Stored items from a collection
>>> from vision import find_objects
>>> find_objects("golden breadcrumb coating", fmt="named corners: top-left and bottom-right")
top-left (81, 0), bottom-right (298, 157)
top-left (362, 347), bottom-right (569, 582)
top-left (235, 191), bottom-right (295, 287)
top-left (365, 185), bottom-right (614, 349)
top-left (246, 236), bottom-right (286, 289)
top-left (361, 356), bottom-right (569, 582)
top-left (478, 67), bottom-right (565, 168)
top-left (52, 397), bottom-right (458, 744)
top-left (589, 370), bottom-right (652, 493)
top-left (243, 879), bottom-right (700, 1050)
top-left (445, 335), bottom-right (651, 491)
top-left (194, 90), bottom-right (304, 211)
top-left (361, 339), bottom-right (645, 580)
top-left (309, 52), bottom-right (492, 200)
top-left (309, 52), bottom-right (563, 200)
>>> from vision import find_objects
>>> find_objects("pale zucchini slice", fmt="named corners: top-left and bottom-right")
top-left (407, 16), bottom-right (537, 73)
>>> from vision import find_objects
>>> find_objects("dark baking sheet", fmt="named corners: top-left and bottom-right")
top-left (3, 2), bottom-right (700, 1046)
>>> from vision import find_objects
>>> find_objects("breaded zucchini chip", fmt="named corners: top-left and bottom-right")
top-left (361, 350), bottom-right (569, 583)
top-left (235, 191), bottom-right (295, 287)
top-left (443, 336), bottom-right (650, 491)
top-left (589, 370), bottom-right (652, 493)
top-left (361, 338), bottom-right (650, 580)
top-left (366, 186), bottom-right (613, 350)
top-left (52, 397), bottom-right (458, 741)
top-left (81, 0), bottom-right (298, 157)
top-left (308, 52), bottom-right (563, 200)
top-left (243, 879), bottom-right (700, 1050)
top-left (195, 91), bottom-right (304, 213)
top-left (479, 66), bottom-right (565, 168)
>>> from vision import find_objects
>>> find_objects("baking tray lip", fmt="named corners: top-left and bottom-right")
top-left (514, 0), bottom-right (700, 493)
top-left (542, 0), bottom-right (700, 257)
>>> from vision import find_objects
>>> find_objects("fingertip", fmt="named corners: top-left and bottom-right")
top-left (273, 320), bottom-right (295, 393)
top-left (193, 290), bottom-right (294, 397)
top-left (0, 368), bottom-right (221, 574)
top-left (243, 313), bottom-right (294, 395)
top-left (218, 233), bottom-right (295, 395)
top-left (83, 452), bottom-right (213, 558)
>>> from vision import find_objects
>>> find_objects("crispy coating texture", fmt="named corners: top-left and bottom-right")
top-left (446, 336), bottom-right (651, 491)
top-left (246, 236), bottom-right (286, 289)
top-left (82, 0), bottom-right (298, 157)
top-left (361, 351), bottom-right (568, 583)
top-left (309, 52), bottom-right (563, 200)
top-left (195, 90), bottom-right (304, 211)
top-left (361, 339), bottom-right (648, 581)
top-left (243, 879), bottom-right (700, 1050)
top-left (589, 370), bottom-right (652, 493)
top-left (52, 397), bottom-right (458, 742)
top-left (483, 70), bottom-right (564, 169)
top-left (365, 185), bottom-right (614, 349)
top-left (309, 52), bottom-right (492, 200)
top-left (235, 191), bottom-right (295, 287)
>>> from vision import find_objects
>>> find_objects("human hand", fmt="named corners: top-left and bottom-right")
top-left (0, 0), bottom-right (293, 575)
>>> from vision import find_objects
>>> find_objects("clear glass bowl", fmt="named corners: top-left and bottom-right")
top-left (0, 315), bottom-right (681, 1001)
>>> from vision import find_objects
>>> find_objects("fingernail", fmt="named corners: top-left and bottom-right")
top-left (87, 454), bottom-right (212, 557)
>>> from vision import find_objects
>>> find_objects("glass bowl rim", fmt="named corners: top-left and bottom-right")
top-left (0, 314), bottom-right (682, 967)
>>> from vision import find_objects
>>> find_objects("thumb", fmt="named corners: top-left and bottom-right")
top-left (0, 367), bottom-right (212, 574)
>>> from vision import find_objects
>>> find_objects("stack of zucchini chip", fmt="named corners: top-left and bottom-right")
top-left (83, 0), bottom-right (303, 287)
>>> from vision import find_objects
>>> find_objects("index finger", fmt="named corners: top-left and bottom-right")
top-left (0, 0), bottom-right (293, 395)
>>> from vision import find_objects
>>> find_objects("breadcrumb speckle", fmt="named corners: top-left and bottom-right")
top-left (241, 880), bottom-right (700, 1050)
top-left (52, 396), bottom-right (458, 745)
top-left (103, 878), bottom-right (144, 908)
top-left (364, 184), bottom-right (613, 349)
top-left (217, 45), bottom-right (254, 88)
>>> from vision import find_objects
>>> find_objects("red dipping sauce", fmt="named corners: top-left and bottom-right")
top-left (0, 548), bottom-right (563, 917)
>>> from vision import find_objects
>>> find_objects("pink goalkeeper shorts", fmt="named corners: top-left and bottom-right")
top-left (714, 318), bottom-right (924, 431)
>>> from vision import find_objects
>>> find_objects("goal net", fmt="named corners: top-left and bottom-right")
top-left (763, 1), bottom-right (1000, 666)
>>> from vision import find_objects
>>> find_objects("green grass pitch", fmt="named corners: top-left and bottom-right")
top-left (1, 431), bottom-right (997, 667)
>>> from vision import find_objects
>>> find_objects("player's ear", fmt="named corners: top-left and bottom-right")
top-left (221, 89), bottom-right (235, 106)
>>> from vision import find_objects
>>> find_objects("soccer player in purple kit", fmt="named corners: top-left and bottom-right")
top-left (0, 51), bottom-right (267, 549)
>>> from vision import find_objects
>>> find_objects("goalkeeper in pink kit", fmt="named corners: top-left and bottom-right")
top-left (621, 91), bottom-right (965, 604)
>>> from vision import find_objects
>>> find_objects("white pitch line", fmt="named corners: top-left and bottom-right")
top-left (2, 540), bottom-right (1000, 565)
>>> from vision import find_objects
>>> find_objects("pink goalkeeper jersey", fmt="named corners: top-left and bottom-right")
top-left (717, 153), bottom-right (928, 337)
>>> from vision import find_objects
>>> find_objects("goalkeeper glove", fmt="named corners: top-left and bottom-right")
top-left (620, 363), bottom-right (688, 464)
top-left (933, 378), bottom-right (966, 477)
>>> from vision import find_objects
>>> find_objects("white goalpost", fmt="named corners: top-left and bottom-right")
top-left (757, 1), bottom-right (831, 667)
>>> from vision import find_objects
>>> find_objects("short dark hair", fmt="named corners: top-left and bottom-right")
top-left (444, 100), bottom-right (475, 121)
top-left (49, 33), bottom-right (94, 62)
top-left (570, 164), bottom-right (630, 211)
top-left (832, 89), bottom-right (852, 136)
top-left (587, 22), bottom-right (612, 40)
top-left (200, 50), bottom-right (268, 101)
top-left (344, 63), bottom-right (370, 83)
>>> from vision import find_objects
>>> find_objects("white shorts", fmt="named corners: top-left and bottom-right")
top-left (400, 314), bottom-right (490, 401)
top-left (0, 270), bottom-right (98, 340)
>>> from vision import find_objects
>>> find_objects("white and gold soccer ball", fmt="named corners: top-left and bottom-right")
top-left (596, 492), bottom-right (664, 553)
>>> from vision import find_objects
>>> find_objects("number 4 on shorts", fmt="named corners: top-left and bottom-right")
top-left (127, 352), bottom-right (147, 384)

Exercise directions: Please repeat each line above exactly.

Answer for this exercise:
>>> from vision import find_objects
>>> find_objects("golden breadcrumb coating", fmt="named corners: top-left and bottom-right")
top-left (81, 0), bottom-right (298, 157)
top-left (362, 347), bottom-right (569, 582)
top-left (235, 191), bottom-right (295, 287)
top-left (365, 185), bottom-right (614, 349)
top-left (246, 236), bottom-right (286, 289)
top-left (361, 356), bottom-right (569, 582)
top-left (478, 67), bottom-right (565, 168)
top-left (52, 397), bottom-right (458, 744)
top-left (589, 370), bottom-right (652, 493)
top-left (243, 879), bottom-right (700, 1050)
top-left (445, 335), bottom-right (651, 491)
top-left (194, 90), bottom-right (304, 211)
top-left (361, 339), bottom-right (645, 580)
top-left (309, 52), bottom-right (492, 200)
top-left (309, 52), bottom-right (563, 200)
>>> from vision import find_objects
>>> find_objects("pale zucchini slice", fmt="named corners: top-left and bottom-right")
top-left (407, 16), bottom-right (537, 73)
>>> from vision import find_objects
>>> find_objects("dark baking sheet", fmt="named corners: top-left and bottom-right")
top-left (3, 2), bottom-right (700, 1046)
>>> from vision import find_objects
>>> find_objects("breaded zucchini chip", fmt="named corners: top-left and bottom-right")
top-left (361, 350), bottom-right (569, 583)
top-left (235, 191), bottom-right (295, 287)
top-left (443, 336), bottom-right (650, 491)
top-left (589, 370), bottom-right (652, 493)
top-left (361, 338), bottom-right (650, 580)
top-left (366, 186), bottom-right (613, 350)
top-left (52, 397), bottom-right (458, 741)
top-left (81, 0), bottom-right (298, 157)
top-left (308, 52), bottom-right (563, 200)
top-left (243, 879), bottom-right (700, 1050)
top-left (195, 91), bottom-right (304, 213)
top-left (479, 66), bottom-right (565, 168)
>>> from vision import find_objects
>>> find_objects("baking tray lip", fmt="named corners: top-left and bottom-right")
top-left (514, 0), bottom-right (700, 493)
top-left (542, 0), bottom-right (700, 257)
>>> from vision import find_objects
>>> find_objects("fingertip", fmt="named corners: top-left and bottom-right")
top-left (273, 320), bottom-right (295, 393)
top-left (193, 290), bottom-right (294, 397)
top-left (0, 368), bottom-right (221, 574)
top-left (243, 313), bottom-right (294, 395)
top-left (218, 233), bottom-right (295, 395)
top-left (83, 452), bottom-right (213, 558)
>>> from vision import find_objects
>>> find_objects("crispy coating texture", fmt="named corners: top-left and bottom-right")
top-left (446, 336), bottom-right (651, 491)
top-left (246, 236), bottom-right (286, 289)
top-left (82, 0), bottom-right (298, 157)
top-left (361, 351), bottom-right (568, 583)
top-left (309, 52), bottom-right (563, 200)
top-left (195, 90), bottom-right (304, 211)
top-left (361, 339), bottom-right (648, 581)
top-left (243, 879), bottom-right (700, 1050)
top-left (589, 370), bottom-right (652, 493)
top-left (52, 397), bottom-right (458, 742)
top-left (483, 70), bottom-right (564, 169)
top-left (365, 185), bottom-right (614, 349)
top-left (309, 52), bottom-right (492, 200)
top-left (235, 191), bottom-right (295, 287)
>>> from vision import find_objects
>>> find_objects("human hand", fmt="named corners: top-left and bottom-right")
top-left (0, 0), bottom-right (293, 575)
>>> from vision import find_objects
>>> find_objects("clear glass bowl", fmt="named corners: top-left and bottom-right")
top-left (0, 315), bottom-right (681, 1001)
>>> from vision import find_objects
>>> find_objects("fingernail", fmt="named corners: top-left and bottom-right")
top-left (87, 454), bottom-right (212, 557)
>>> from vision import find_objects
>>> find_objects("glass bowl rim", fmt="named corners: top-left and bottom-right")
top-left (0, 314), bottom-right (682, 967)
>>> from vision import find_objects
>>> find_objects("thumb", fmt="named corners: top-left and bottom-right")
top-left (0, 367), bottom-right (212, 574)
>>> from vision import find_objects
>>> find_objects("stack of zucchini chip", fmt="named corners: top-left and bottom-right")
top-left (83, 0), bottom-right (303, 287)
>>> from vision import find_objects
>>> find_objects("index finger", fmt="named corners: top-left and bottom-right")
top-left (0, 0), bottom-right (293, 395)
>>> from vision import find_objects
>>> find_objects("breadcrumb speckle", fmt="named corners: top-left and bottom-right")
top-left (241, 880), bottom-right (700, 1050)
top-left (52, 396), bottom-right (458, 745)
top-left (103, 878), bottom-right (144, 908)
top-left (364, 184), bottom-right (613, 349)
top-left (217, 45), bottom-right (254, 88)
>>> from vision import find_objects
>>> find_objects("red dipping sauce", fmt="named corners: top-left and bottom-right")
top-left (0, 548), bottom-right (563, 917)
>>> from vision import find_objects
>>> find_objects("pink goalkeeper shorts", fmt="named corners: top-left and bottom-right")
top-left (714, 318), bottom-right (924, 431)
>>> from vision import find_objects
>>> find_objects("goal net", fmt="named corners: top-left and bottom-right")
top-left (763, 1), bottom-right (1000, 666)
>>> from vision import find_objects
>>> find_objects("green grass pitch", fmt="named corners: top-left and bottom-right")
top-left (1, 431), bottom-right (997, 667)
>>> from vision import find_objects
>>> find_objects("player's ear", fmt="named corners: top-left and bottom-right")
top-left (221, 89), bottom-right (235, 106)
>>> from vision import find_objects
>>> find_objects("soccer player in purple kit", fmt="named corners: top-left and bottom-right")
top-left (0, 51), bottom-right (267, 549)
>>> from vision import find_objects
>>> find_objects("goalkeeper in pink kit", fmt="named corners: top-left and bottom-right")
top-left (621, 91), bottom-right (965, 604)
>>> from vision import find_objects
>>> find_objects("white pitch line", fmt="named corners: top-left and bottom-right")
top-left (2, 540), bottom-right (1000, 565)
>>> from vision import find_objects
>>> find_objects("pink goalkeeper jersey", fmt="named corners: top-left and bottom-right")
top-left (717, 153), bottom-right (928, 337)
>>> from vision import find_objects
>>> find_objects("goalkeeper glove", fmt="named corners: top-left and bottom-right")
top-left (620, 363), bottom-right (688, 464)
top-left (933, 378), bottom-right (966, 477)
>>> from vision import find_objects
>>> find_objects("white goalpost", fmt="named corners: top-left and bottom-right")
top-left (757, 1), bottom-right (831, 667)
>>> from vision import find_objects
>>> find_objects("short dark hair", fmt="named corners: top-left and bottom-right")
top-left (444, 100), bottom-right (475, 121)
top-left (49, 33), bottom-right (94, 62)
top-left (570, 164), bottom-right (630, 211)
top-left (832, 89), bottom-right (852, 136)
top-left (587, 22), bottom-right (612, 40)
top-left (200, 50), bottom-right (268, 101)
top-left (344, 63), bottom-right (370, 83)
>>> from vision import find_objects
>>> find_objects("white shorts", fmt="named corners: top-left and bottom-right")
top-left (400, 314), bottom-right (490, 401)
top-left (0, 270), bottom-right (98, 340)
>>> from vision import find_objects
>>> find_objects("white and gold soccer ball", fmt="named corners: top-left and bottom-right")
top-left (596, 492), bottom-right (664, 553)
>>> from vision import find_objects
>>> find_objects("number 4 on shorts", fmt="named corners: top-left and bottom-right")
top-left (127, 352), bottom-right (147, 384)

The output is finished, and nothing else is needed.